Goal:
Return every line of the listing that contains the string "example", matching its case exactly.

(Stored dataset entries)

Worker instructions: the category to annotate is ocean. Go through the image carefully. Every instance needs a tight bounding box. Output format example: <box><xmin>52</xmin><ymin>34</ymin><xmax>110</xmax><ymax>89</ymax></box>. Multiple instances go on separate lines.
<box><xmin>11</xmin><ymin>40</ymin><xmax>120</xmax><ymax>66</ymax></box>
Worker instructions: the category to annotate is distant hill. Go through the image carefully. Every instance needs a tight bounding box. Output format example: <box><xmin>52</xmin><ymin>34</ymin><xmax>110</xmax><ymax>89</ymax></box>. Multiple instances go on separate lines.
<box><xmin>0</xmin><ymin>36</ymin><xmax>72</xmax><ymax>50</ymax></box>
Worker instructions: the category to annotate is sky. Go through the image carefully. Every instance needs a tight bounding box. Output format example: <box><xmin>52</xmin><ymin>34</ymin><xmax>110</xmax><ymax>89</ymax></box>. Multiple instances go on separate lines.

The answer:
Worker instructions: the category to annotate is ocean. Go through the image carefully. Every instance needs a tight bounding box. Output format example: <box><xmin>52</xmin><ymin>34</ymin><xmax>110</xmax><ymax>89</ymax></box>. Multiple instances go on separate lines.
Worker instructions: the category to annotate is distant hill. Go through the image carefully. Every instance needs a tight bounding box. Output format example: <box><xmin>52</xmin><ymin>34</ymin><xmax>110</xmax><ymax>89</ymax></box>. Multiple instances go on separate lines.
Worker instructions: the category to annotate is sky. Go through the image carefully. Every instance needs a tight bounding box. Output format example: <box><xmin>52</xmin><ymin>34</ymin><xmax>110</xmax><ymax>89</ymax></box>. Multiple instances go on separate lines.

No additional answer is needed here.